- [DIRECTIONS]
1. According to the microfinance collections passage, what was the sector's collection efficiency before the pandemic?
2. Reproduce the part of the microfinance collections passage that opens with the words containing "The sector’s collection" and closes with "in the report.".

*** DOCUMENT PASSAGE ***

Impact on collections
According to a recent report by ICRA, with the Covid-19 pandemic still not under control as reflected by the sharp increase in the rate of infections in some regions in the last one-and-a-half months, the risk perception for the microfinance industry remains high.
Though some States have classified the microfinance industry as an essential activity, the cash flows of borrowers may be affected due to the restrictions/ lockdowns, thereby affecting their repayment ability. Moreover, the risk of infections spreading faster in other regions and increased restrictions/ lockdowns will impact collections.
The sector’s collection efficiency is estimated to have stalled at 90-94 per cent in the past few months compared to the pre-pandemic level of 98-99 per cent.
“Rapidly rising Covid-19 infections for the last few weeks have put the country’s critical healthcare infrastructure under severe strain.
“Several States and Union Territories have either imposed lockdowns or have placed significant restrictions on people movement and gatherings to curb the spread of pandemic. This is creating disruptions in the economic activities and impacting the field operations of MFIs,” said Sachin Sachdeva, Vice-President and Sector Head, Financial Sector Ratings, ICRA, in the report.

*** End of DOCUMENT PASSAGE ***
*** PROVIDED DATA ***

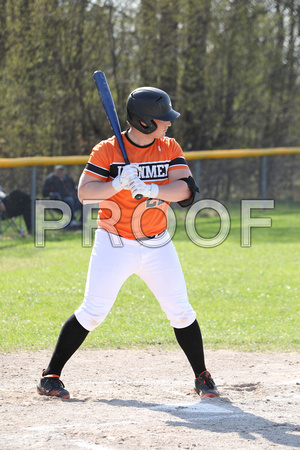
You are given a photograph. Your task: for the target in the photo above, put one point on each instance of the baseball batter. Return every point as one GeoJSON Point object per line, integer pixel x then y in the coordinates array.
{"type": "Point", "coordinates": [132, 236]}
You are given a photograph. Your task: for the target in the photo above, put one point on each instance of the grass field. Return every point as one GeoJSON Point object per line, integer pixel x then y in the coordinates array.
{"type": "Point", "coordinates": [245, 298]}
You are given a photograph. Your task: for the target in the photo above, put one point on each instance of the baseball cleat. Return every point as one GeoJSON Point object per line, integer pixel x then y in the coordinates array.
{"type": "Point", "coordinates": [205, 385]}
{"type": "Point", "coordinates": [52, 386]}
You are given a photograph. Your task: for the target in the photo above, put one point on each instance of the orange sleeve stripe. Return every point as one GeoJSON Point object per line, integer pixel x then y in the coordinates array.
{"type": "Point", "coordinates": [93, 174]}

*** End of PROVIDED DATA ***
*** PROVIDED DATA ***

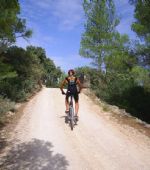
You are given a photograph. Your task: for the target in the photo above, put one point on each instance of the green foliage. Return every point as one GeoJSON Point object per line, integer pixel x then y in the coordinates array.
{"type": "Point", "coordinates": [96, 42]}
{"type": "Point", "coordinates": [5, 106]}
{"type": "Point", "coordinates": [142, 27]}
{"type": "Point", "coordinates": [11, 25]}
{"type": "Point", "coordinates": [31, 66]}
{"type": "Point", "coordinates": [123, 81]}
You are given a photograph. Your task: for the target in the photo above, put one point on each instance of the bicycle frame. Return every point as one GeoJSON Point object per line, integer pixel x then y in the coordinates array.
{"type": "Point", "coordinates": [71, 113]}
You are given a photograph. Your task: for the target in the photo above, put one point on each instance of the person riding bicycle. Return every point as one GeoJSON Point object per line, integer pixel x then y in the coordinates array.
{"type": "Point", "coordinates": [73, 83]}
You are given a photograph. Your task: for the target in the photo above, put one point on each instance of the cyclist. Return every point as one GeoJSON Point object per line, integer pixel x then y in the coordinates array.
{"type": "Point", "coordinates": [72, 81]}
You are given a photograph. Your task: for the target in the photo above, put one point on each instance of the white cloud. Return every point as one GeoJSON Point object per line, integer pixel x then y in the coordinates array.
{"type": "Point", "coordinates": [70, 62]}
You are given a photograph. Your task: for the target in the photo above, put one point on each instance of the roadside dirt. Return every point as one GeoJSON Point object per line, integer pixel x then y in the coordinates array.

*** End of PROVIDED DATA ***

- [RESULTS OF THE EXERCISE]
1. 98-99 per cent

2.
The sector’s collection efficiency is estimated to have stalled at 90-94 per cent in the past few months compared to the pre-pandemic level of 98-99 per cent.
“Rapidly rising Covid-19 infections for the last few weeks have put the country’s critical healthcare infrastructure under severe strain.
“Several States and Union Territories have either imposed lockdowns or have placed significant restrictions on people movement and gatherings to curb the spread of pandemic. This is creating disruptions in the economic activities and impacting the field operations of MFIs,” said Sachin Sachdeva, Vice-President and Sector Head, Financial Sector Ratings, ICRA, in the report.